#### [Supplied text]
------------------------------

Gifts from Where You Live

Gifts from Where You Live

I’ve kept my early publications.

On any given day, writing is my escape, my amazing friend, my intellectual stimulation as I seek and often find the right word, the exact phrase–or dream about finding it. Either way I go to writing to find myself, always hoping to give back something of value to my readers. I think of writing as a special gift and yet I have often referred to it as THE JOYFUL BURDEN, because I cannot walk away from it–even if rejections and disappointments are part of the entire process. Writing is something I want to give anyone who will read it. Writing is a gift from where I live.

A Story Here an Article There — My Writing History 

There was that two page story about a tornado, written in pencil in the fourth grade. There was an awful poem, written in freshmen year of high school that won a prize. There was my creative writing teacher in senior year, who knew I would always raise my hand with an offering, but encouraged me to be more judicial in what I considered FINISHED or WELL DONE. She taught me not to LOVE everything that went down on the page.

------------------------------

#### [Data shown]
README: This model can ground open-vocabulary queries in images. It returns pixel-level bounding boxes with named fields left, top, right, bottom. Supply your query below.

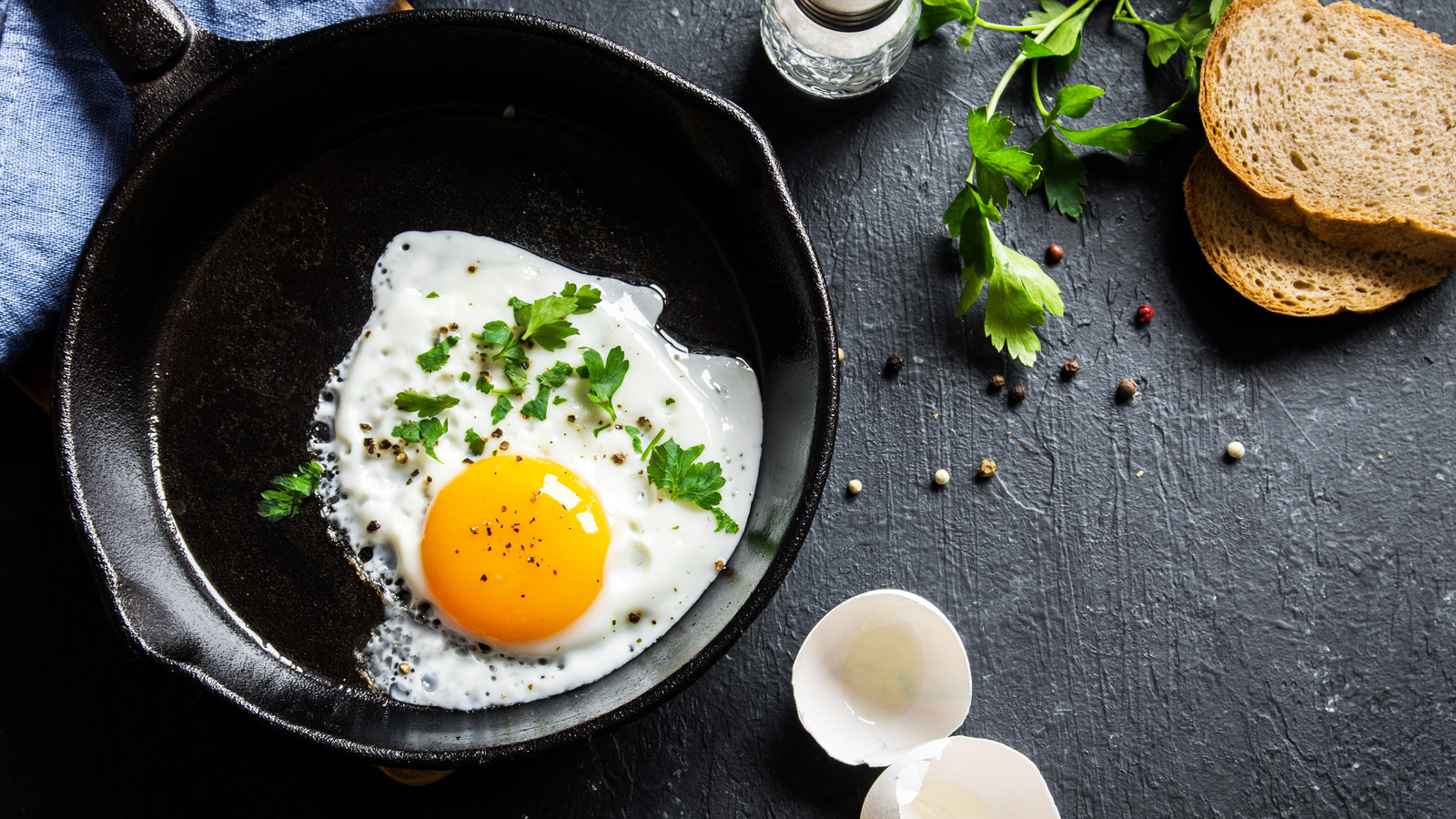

------------------------------

#### [Task requirements]
Continue the personal essay on writing as a gift from the point where it stops.

#### [Task answer]
Things were more challenging in college and I struggled through my Creative Writing course. When I thought I had a gift and could breeze through assignments–I wasn’t even close. And there were a lot of people who could write better than I could. Still I had two things accepted in the literary magazine and my writing dream stayed afloat.

I taught English grammar, writing and literature at the secondary school level, which did not afford me much time to write. But in the Illinois community where we lived a newly chartered university, Governors State University, offered me another opportunity. It was the early 1970s and a woman named Helen Hughes started a literary magazine entitled THE CREATIVE WOMAN. I was introduced to Helen, started sending her stories and articles and again, I was published.

As a young mother raising two daughters I was able to squirrel away early morning hours to  write short stories. They were big in the eighties and my goal was to publish in REDBOOK or McCALLS. (I actually was on a first name basis with the fiction editor at both publications, but never made the cut.) So I gave my work to little magazines, one called GREEN’S MAGAZINE. I also had a few columns published in THE CHICAGO TRIBUNE. Bottom line, I kept writing.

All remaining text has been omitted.